Written request
Reproduce the entries from the line that contains "Target: garden shrub" through the end of the entries, inclusive, with the requests included. Offset both numbers of every answer coordinate pair by adding 68.

Excerpts from a point labeling dataset
--- BEGIN ---
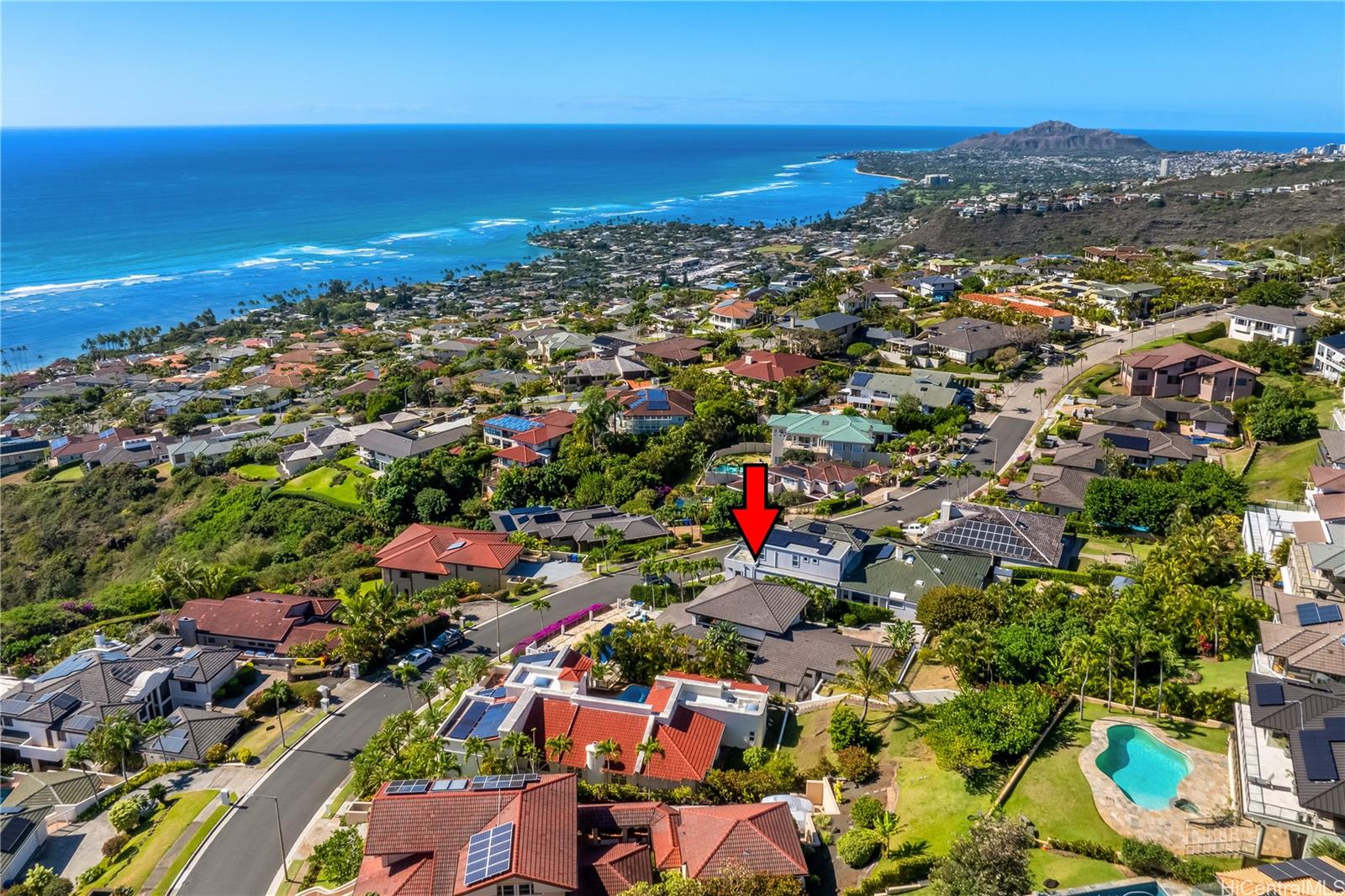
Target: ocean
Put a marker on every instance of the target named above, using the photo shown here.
(108, 229)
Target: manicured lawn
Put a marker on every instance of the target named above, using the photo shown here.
(188, 851)
(268, 732)
(319, 482)
(1230, 673)
(1279, 472)
(1053, 793)
(155, 840)
(257, 472)
(1071, 871)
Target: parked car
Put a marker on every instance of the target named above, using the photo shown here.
(417, 658)
(448, 640)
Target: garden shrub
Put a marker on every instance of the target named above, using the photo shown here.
(858, 846)
(865, 811)
(857, 763)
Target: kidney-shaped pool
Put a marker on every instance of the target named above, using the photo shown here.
(1147, 770)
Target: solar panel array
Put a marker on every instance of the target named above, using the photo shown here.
(488, 853)
(1317, 614)
(1320, 871)
(504, 782)
(1270, 694)
(988, 537)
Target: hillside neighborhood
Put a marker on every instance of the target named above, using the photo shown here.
(436, 588)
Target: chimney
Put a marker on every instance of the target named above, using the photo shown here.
(945, 512)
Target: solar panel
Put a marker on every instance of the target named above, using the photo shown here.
(467, 721)
(1270, 694)
(1317, 755)
(1308, 614)
(504, 782)
(488, 853)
--- END ---
Full solution
Target: garden shrub
Put a marker on every instance of the target named above, using the photo shown here.
(926, 914)
(933, 879)
(925, 831)
Target: kidney-shaped pool
Put a marker on every instance of the target named above, using the photo shown here.
(1215, 838)
Target: solar panel array
Put a marker on every instance of the target named above, using the photo shown here.
(556, 921)
(1385, 682)
(1388, 939)
(572, 850)
(1338, 762)
(1056, 605)
Target: hillside neighborhood
Put a marker on every instance of the target named above, using the photo shown here.
(504, 656)
Target: chimney
Put a marker on every instance of the target named above, using the photo shown here.
(1013, 580)
Target: solar panel
Put a marker on every instance of the target named above, using the photo shown here.
(535, 789)
(1338, 762)
(1385, 823)
(1376, 682)
(572, 850)
(556, 921)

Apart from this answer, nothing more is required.